> **Work item**
From the data below, set down exactly the lines between the one holding "e. broadway sign." and the one holding "the car windshield.", inclusive, and no others.

> **Exercise inputs**
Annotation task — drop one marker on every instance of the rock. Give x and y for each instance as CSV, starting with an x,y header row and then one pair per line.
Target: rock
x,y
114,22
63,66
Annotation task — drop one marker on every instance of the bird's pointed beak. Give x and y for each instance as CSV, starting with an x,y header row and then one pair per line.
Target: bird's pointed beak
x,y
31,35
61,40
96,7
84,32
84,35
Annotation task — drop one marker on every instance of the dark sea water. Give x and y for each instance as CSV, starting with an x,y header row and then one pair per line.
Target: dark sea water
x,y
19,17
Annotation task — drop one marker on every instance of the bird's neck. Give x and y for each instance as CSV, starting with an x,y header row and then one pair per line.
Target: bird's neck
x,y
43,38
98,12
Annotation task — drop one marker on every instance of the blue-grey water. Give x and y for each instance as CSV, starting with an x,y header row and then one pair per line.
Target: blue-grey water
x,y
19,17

...

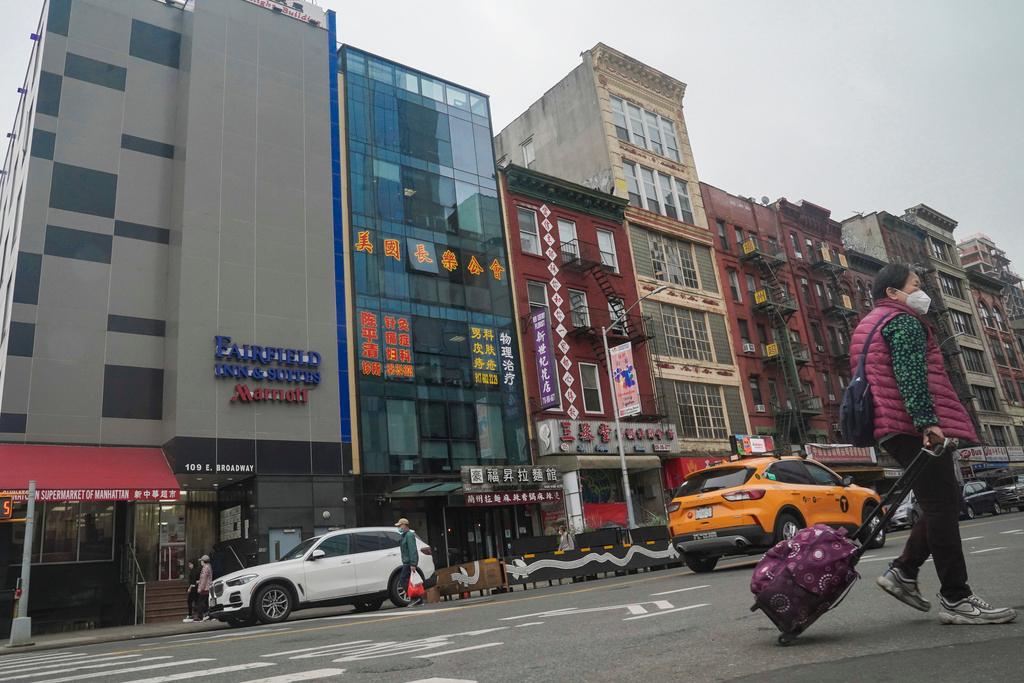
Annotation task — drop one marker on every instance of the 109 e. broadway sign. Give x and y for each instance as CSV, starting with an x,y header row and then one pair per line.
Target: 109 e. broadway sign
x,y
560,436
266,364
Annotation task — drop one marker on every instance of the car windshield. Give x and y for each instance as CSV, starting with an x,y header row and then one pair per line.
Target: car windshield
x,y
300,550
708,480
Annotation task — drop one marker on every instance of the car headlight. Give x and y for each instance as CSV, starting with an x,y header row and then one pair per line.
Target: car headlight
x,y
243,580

--

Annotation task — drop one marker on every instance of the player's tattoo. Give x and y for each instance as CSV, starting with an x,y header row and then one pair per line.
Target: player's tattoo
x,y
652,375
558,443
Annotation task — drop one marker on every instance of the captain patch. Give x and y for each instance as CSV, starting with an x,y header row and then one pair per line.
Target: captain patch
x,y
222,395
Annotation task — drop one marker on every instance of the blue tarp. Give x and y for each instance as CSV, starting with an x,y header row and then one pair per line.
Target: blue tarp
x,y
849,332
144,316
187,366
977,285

> **Problem solution**
Annotation task — drop one marker on every instance of the 109 e. broadway sign. Give x and y for each instance as CSV, starting with an x,y header row and then one pair per line.
Target: 109 e. broadway sign
x,y
560,436
266,364
Annotation task — drop one marker on every instance of the car windshield. Give x and y for each instance as CSV, starting with an x,y header row and then one pair per line.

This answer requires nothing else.